=== ACTIVITY ===
Every record here needs to be retyped exactly.

Dataset entries:

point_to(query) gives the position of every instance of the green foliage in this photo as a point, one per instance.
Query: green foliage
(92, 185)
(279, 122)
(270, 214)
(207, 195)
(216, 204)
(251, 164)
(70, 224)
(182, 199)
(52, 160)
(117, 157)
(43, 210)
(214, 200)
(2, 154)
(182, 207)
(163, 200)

=== ANSWER ===
point_to(query) gives the position of every instance of the green foliage in this photo as a point, one per instance.
Query: green foliage
(92, 185)
(279, 122)
(270, 214)
(207, 195)
(216, 204)
(251, 164)
(70, 224)
(182, 199)
(52, 160)
(117, 157)
(43, 210)
(214, 200)
(2, 154)
(182, 207)
(163, 200)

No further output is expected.